*What needs to be done:* Reproduce the listing below word for word, with no changes.

BEGIN Given information

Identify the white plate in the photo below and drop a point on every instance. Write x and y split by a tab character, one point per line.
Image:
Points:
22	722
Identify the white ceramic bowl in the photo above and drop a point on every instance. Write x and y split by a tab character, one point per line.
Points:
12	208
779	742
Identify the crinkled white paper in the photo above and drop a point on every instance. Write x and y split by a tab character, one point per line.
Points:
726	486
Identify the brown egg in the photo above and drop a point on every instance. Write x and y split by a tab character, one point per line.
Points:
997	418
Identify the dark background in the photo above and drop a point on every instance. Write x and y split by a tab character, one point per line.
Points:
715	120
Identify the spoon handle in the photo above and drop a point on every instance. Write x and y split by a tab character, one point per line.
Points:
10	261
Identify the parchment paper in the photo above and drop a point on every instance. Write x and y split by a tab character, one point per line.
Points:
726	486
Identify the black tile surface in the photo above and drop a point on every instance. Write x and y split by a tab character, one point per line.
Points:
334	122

END Given information

*Complete answer:*
Identify the white plate in the photo below and drop a point on every instance. Write x and y split by a tab character, one point per line.
Image:
Points:
22	722
Identify the white ceramic bowl in the photo above and drop a point on every instance. Write x and y split by a tab character, one point per line.
Points:
12	208
779	742
Identify the crinkled white paper in the photo above and drop a point on every instance. Write x and y split by a tab character, one point per line.
Points:
726	486
Identify the brown egg in the photo above and drop a point on every instance. Write x and y split by a tab character, one point per line.
Points:
997	418
Identify the dark background in the photo above and drop a point on every instance. Write x and y split by a tab character, one point per line.
Points:
715	120
Identify the spoon handle in the photo above and drop a point on every instance. Write x and y split by a tab character, one point per line.
Points:
10	261
Identify the parchment paper in the photo above and drop a point on every instance. Write x and y split by a tab character, one point per line.
Points:
726	486
Identify the black tile surface in the photo above and drop a point on every instance. Write x and y split by a tab character, one point per line.
Points:
334	122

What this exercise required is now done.